> EXERCISE DETAILS: Repeat exactly the lines from the one containing "of the small" through the last line of the records below, both included, and nothing else.

***** GIVEN RECORDS

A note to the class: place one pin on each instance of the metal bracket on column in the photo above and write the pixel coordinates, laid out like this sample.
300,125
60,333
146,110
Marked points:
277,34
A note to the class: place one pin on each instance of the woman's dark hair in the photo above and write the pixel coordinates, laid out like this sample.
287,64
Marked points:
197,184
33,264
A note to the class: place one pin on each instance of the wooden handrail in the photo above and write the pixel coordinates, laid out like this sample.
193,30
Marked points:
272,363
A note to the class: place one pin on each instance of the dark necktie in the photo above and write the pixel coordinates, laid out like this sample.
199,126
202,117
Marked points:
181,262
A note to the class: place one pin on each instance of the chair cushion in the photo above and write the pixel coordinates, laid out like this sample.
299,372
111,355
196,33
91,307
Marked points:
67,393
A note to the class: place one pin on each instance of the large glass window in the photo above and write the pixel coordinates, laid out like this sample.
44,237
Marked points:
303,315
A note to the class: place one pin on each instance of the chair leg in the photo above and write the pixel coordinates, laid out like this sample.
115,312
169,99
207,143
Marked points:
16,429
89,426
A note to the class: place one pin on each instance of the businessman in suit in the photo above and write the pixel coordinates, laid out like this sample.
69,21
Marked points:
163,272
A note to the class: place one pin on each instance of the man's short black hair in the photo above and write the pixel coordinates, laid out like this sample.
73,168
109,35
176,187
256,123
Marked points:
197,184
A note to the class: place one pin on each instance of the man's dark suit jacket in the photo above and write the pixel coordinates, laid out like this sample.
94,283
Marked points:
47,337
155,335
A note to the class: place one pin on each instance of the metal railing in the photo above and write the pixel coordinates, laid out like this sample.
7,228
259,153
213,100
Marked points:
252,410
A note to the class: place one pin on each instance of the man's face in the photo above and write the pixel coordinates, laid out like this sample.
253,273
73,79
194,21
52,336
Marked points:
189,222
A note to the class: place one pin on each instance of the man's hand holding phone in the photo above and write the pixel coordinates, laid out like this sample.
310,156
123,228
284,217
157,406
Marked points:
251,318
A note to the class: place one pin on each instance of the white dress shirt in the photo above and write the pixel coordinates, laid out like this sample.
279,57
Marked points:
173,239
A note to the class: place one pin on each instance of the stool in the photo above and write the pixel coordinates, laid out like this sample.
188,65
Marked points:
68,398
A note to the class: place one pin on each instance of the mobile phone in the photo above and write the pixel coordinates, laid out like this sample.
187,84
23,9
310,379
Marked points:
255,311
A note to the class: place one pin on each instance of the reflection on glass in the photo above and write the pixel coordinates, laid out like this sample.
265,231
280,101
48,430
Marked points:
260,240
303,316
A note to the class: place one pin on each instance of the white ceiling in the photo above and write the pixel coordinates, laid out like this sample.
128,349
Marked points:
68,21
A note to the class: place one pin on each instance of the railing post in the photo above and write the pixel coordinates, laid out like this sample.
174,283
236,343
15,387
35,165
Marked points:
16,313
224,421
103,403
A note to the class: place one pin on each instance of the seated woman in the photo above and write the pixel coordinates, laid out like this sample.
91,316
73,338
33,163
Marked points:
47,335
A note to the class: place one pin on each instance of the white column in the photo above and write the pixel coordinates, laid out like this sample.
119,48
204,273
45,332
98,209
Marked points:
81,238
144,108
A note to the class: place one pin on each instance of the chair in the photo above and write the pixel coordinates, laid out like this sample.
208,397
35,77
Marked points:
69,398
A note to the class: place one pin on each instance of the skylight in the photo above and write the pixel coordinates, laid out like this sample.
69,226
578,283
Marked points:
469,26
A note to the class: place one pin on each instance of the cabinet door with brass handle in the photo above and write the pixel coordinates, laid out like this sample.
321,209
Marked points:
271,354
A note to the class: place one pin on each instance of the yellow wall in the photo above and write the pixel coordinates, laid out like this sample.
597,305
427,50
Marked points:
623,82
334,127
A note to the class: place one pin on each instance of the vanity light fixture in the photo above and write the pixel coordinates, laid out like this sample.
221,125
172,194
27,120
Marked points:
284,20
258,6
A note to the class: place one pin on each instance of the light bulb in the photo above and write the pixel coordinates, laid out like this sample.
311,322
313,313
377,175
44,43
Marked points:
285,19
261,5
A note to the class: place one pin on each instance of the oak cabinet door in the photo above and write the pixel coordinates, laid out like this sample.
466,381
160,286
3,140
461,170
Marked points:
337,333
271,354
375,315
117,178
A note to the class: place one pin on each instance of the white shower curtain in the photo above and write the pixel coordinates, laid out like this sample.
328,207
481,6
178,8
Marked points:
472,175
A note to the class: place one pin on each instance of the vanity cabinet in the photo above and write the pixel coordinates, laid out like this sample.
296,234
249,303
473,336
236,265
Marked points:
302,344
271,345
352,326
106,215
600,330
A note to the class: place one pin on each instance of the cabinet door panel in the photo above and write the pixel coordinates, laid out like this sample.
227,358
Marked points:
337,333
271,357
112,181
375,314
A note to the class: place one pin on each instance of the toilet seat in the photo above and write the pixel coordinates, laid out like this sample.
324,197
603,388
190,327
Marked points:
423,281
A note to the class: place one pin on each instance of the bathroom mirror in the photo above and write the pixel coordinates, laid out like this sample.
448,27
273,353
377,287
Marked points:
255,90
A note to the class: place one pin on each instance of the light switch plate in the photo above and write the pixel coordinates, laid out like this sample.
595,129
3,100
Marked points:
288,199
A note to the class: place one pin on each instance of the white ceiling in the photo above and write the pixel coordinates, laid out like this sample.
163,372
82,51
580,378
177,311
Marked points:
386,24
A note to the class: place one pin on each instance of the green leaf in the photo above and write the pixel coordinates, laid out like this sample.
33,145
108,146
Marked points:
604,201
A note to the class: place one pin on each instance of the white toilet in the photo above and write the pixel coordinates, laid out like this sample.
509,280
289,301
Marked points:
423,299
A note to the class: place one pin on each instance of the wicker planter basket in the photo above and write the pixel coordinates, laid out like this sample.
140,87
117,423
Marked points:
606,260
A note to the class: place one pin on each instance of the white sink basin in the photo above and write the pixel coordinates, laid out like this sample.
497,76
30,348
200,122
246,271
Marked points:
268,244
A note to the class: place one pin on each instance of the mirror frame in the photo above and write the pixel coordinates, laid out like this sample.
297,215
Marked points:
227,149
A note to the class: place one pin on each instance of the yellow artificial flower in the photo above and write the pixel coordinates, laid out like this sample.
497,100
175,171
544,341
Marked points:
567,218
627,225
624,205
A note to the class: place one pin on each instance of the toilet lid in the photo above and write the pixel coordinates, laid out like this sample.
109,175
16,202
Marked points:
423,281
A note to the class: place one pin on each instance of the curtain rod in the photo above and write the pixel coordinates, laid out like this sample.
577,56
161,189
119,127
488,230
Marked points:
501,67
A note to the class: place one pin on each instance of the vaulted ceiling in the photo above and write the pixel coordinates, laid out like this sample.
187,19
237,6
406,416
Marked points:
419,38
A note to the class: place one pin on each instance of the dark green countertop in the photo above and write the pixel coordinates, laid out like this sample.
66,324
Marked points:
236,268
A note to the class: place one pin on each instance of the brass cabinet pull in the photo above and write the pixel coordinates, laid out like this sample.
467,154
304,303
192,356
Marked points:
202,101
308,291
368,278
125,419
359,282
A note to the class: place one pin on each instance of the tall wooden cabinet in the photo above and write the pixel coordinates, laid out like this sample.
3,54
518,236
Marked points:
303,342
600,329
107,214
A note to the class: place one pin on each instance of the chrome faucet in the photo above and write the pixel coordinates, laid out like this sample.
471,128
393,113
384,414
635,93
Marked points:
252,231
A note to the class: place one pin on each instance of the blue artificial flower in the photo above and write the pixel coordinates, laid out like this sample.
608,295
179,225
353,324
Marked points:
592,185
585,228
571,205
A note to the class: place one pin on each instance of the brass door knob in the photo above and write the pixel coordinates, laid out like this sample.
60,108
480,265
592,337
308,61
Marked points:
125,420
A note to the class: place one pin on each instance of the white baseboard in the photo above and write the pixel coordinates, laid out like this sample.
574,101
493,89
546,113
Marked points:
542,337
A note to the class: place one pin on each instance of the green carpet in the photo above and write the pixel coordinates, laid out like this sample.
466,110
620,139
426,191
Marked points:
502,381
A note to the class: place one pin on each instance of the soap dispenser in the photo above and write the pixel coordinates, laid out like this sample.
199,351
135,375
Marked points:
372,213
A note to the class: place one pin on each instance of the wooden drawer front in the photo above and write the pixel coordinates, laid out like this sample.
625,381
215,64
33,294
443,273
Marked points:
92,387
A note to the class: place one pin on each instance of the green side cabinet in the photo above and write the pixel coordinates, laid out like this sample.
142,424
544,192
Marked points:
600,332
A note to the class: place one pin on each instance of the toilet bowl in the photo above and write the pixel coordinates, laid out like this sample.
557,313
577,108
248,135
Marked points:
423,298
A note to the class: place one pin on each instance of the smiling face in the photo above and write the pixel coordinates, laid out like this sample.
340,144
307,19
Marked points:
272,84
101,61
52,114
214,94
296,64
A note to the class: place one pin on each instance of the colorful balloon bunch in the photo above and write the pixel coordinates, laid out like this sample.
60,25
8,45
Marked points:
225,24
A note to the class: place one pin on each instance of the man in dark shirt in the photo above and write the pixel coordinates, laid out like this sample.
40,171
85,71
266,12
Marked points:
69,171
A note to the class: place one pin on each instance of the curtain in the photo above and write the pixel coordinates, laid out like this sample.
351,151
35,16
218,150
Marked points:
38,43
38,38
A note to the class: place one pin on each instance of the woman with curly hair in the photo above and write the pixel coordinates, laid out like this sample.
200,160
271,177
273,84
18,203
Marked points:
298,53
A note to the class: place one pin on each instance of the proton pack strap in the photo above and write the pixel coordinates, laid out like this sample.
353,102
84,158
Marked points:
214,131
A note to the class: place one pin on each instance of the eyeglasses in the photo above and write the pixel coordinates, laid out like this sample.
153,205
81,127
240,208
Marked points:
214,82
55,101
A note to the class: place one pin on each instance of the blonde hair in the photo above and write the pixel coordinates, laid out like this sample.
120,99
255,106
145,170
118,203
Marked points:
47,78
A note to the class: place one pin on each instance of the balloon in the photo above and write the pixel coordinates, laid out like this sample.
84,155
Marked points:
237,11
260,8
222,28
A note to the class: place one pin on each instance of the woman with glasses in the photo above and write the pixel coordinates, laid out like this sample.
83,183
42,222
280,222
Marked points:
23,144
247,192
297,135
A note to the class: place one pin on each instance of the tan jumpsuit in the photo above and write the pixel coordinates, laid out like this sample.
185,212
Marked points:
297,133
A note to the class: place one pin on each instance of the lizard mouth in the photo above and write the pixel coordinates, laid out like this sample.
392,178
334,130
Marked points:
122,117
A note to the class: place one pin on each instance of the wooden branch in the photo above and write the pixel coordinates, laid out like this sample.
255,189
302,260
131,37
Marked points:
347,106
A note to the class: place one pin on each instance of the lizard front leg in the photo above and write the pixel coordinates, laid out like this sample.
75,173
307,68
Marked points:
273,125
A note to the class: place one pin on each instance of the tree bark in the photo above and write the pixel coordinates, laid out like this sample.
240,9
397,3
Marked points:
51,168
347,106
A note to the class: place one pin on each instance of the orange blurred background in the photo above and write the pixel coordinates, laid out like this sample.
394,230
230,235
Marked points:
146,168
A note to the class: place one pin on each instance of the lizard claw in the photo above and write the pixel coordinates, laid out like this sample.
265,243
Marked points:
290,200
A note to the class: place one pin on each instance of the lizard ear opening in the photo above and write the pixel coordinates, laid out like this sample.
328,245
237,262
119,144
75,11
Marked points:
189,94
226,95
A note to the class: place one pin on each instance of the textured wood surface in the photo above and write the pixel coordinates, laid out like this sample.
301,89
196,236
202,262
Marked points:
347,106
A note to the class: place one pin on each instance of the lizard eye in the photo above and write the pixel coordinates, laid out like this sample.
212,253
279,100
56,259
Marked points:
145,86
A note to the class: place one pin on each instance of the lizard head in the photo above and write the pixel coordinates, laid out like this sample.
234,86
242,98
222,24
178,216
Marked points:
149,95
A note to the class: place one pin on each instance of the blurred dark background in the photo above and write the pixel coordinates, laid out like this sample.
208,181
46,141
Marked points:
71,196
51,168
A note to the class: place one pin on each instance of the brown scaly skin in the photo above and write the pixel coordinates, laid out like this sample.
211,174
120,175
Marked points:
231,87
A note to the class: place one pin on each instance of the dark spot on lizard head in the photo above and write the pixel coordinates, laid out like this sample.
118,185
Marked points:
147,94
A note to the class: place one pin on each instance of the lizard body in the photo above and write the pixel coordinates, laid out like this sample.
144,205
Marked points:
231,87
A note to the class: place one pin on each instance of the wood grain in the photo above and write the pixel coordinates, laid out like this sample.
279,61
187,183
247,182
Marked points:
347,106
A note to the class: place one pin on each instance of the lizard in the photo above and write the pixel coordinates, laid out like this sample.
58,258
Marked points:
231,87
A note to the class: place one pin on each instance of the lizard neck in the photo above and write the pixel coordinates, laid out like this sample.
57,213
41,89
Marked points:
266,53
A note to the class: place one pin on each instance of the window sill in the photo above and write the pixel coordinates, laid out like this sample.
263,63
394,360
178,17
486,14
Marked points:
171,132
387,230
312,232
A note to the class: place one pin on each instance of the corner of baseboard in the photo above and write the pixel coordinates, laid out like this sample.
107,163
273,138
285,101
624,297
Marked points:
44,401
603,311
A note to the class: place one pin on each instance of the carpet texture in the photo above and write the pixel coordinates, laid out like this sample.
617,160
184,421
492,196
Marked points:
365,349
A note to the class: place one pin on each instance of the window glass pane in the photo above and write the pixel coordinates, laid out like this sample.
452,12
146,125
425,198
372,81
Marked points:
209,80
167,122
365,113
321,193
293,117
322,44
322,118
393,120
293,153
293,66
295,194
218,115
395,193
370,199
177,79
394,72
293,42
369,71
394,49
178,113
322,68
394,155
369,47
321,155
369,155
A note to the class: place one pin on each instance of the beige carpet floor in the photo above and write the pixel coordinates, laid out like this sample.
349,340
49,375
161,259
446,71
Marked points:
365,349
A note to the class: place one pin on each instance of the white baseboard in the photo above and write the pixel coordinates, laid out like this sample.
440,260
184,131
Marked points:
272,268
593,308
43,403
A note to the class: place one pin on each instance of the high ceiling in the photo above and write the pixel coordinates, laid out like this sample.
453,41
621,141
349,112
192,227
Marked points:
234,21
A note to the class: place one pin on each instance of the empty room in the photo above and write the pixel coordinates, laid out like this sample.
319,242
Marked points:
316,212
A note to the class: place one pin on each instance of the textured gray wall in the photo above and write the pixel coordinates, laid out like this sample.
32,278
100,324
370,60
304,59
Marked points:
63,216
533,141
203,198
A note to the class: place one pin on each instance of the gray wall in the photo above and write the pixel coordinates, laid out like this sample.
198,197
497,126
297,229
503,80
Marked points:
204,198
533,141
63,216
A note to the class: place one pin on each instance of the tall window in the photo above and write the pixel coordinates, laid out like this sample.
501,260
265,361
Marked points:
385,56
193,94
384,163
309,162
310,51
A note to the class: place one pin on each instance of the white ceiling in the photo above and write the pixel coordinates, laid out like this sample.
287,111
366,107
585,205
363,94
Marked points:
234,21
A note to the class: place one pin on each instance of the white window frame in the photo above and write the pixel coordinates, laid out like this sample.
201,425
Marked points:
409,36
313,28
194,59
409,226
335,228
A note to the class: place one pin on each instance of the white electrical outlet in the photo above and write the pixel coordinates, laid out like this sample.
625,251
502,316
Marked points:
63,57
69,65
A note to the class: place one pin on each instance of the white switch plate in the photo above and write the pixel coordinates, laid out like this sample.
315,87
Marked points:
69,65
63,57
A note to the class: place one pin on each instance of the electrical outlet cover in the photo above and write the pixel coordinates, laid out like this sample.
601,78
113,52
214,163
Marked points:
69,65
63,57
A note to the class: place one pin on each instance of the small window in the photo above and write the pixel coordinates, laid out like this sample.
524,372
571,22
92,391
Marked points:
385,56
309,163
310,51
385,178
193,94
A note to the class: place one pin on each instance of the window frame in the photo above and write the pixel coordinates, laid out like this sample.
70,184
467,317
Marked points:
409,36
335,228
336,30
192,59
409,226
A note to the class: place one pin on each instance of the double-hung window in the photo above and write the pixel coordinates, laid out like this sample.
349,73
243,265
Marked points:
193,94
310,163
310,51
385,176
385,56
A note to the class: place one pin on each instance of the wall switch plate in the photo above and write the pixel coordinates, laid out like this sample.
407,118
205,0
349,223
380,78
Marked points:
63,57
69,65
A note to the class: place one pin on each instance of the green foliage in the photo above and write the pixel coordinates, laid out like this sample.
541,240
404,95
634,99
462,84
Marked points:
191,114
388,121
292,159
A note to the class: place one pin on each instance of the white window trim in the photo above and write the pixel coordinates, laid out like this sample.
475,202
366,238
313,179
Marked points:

**********

> THE COMPLETED TASK:
A note to the class: place one pin on each instance of the small window in the photo above and write the pixel coordinates, laid out like this sample.
524,372
571,22
92,391
Marked points:
385,56
309,163
310,51
385,178
193,94
A note to the class: place one pin on each instance of the window frame in the photo above and write the pixel coordinates, laid out like this sample.
70,184
467,317
Marked points:
409,36
335,228
336,30
192,59
409,226
A note to the class: place one pin on each instance of the double-hung window in the photo above and write the pixel coordinates, laid out like this sample.
349,73
243,265
Marked points:
193,94
310,163
310,51
385,176
385,56
A note to the class: place one pin on each instance of the wall switch plate in the photo above and write the pixel coordinates, laid out like this sample.
407,118
205,0
349,223
380,78
Marked points:
63,57
69,65
A note to the class: place one pin on each instance of the green foliage in the photo above and write the pixel coordinates, laid out like this sample.
541,240
404,95
634,99
462,84
Marked points:
191,114
388,121
292,159
A note to the class: place one pin on each instance of the white window trim in the photo above and write the pixel coordinates, laid out like this sample.
475,202
366,238
313,179
Marked points:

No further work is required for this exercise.